··· Page extract ···
Timuçin Şahin (born 3 February 1973) is a Turkish jazz guitarist and composer. He was awarded first prize at the Dutch Jazz Competition in 2001 and second prizes at the Jur Naessens Music Award in 2002, and the Deloitte Jazz Award in 2006. He has so far released five contemporary jazz albums, including solo releases, as part of the contemporary jazz trio On the Line, and as part of the Timucin Sahin Quartet and the Timucin Sahin Quintet.

==Career==
Şahin started playing guitar when he was 16 years old. In 1992 he began studying jazz guitar with Joe Pass and John Abercombie at Hilversum Conservatory in Rotterdam, Holland. He went on to study classical composition with Daan Manneke at the Amsterdam Conservatory, and with and George Crumb at the Manhattan School of Music in New York.

He has played and recorded with Randy Brecker, Greg Osby, Robin Eubanks, Kai Eckhardt, Mike Mainieri, Mark Turner, Tony Moreno, Ernst Reizeger, Armando Gola, Donny McCaslin, Tyshawn Sorey, Thomas Morgan, Sean Rickman, Marcel Wierckx and Owen Hart Jr.
···
Prompt:
Continue the article on the jazz guitarist Timuçin Şahin from its last sentence.
··· Information provided ···
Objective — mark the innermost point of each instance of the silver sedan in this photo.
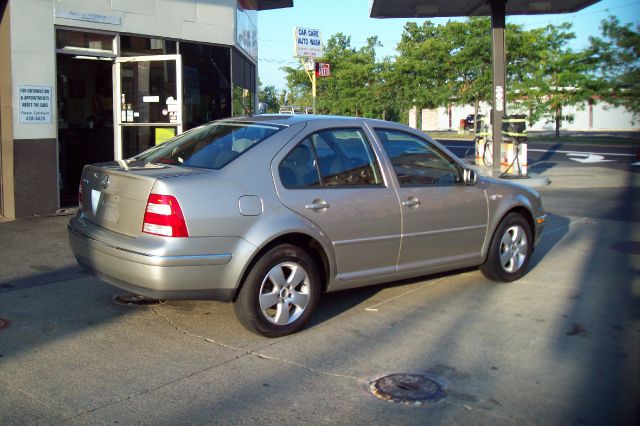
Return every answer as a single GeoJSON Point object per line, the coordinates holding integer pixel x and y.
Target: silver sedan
{"type": "Point", "coordinates": [271, 211]}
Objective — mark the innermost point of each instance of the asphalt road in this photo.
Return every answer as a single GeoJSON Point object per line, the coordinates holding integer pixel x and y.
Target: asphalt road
{"type": "Point", "coordinates": [559, 347]}
{"type": "Point", "coordinates": [616, 156]}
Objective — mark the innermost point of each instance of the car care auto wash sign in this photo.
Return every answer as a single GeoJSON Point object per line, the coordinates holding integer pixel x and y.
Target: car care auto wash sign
{"type": "Point", "coordinates": [35, 104]}
{"type": "Point", "coordinates": [307, 43]}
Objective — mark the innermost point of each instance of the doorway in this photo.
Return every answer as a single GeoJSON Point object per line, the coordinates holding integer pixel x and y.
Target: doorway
{"type": "Point", "coordinates": [85, 118]}
{"type": "Point", "coordinates": [149, 110]}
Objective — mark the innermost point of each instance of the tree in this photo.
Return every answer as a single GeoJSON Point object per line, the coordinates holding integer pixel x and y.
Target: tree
{"type": "Point", "coordinates": [619, 64]}
{"type": "Point", "coordinates": [555, 76]}
{"type": "Point", "coordinates": [355, 85]}
{"type": "Point", "coordinates": [423, 66]}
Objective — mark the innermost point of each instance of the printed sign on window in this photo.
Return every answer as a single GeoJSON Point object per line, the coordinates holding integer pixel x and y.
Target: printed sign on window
{"type": "Point", "coordinates": [35, 104]}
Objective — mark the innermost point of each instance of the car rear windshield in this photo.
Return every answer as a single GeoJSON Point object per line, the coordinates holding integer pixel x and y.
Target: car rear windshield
{"type": "Point", "coordinates": [211, 146]}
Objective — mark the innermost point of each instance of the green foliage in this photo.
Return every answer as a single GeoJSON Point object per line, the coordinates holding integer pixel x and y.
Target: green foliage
{"type": "Point", "coordinates": [618, 54]}
{"type": "Point", "coordinates": [556, 76]}
{"type": "Point", "coordinates": [440, 65]}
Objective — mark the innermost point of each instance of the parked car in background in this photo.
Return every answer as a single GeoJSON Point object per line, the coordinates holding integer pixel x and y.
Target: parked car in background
{"type": "Point", "coordinates": [271, 211]}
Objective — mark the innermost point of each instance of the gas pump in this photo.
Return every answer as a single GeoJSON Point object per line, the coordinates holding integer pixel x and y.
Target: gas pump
{"type": "Point", "coordinates": [514, 145]}
{"type": "Point", "coordinates": [483, 143]}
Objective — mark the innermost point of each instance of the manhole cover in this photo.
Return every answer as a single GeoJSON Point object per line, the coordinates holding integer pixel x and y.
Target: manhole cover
{"type": "Point", "coordinates": [4, 323]}
{"type": "Point", "coordinates": [131, 299]}
{"type": "Point", "coordinates": [405, 388]}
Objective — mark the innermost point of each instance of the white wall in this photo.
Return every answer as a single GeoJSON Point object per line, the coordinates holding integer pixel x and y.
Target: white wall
{"type": "Point", "coordinates": [604, 117]}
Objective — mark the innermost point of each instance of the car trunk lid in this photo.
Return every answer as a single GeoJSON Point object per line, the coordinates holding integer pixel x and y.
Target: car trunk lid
{"type": "Point", "coordinates": [114, 195]}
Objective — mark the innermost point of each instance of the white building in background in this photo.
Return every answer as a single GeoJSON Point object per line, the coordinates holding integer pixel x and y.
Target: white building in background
{"type": "Point", "coordinates": [598, 117]}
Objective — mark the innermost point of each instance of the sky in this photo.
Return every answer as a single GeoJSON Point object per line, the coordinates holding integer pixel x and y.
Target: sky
{"type": "Point", "coordinates": [351, 17]}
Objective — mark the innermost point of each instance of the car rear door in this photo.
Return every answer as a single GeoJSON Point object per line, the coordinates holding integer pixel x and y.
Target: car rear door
{"type": "Point", "coordinates": [444, 221]}
{"type": "Point", "coordinates": [332, 177]}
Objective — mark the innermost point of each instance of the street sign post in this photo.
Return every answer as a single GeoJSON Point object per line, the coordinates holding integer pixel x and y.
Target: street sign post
{"type": "Point", "coordinates": [307, 44]}
{"type": "Point", "coordinates": [323, 69]}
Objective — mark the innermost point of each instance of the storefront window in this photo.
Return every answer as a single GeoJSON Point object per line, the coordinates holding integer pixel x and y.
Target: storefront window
···
Result of the exercise:
He has developed his own double necked guitar, on which he combines Indian scales and African rhythms with Western jazz improvisation. Currently, Şahin is a PhD candidate in composition at New York University.

His latest band quartet Timuçin Şahin's Flow State is based in New York City and comprehends jazz bassist Christopher Tordini, pianist Cory Smythe, drummer Tom Rainey (who replaced Sean Rickman).

==Awards and recognition==
- 2001: first prize, Dutch Jazz Competition, On the Line
- 2002: second prize for his composition Occult at the Jur Naessens Music Award
- 2006: second prize in the Deloitte Jazz Award, performing with the Concertgebouw Jazz Orchestra, Amsterdam

==Discography==
- On the Line: The Unexpected, 2001
- Slick Road (with Robin Eubanks, Hein van de Geyn, Afra Mussawisade and B.C. Manjunath), 2003
- Window for my breath (with Kai Eckhardt and Owen Hart Jr.), 2005
- Amsterdam, de Wereld (KLR014): Elif'e Mektuplar [5'] soprano, bass clarinet, violoncello
- Timuçin Şahin Quartet: Bafa (with John O'Gallagher, Tyshawn Sorey, and Thomas Morgan), 2009
- Timucin Sahin Quintet: Inherence (with John O'Gallagher, Tyshawn Sorey, Christopher Tordini, and Ralph Alessi), 2013
- Timuçin Şahin's Flow State: Nothing Bad Can Happen (Challenge, 2017)
- Timuçin Şahin's Flow State: Funk Poems For 'Bird' - A Homage To Charlie Parker (Kaian, Panoramic Recordings 2022)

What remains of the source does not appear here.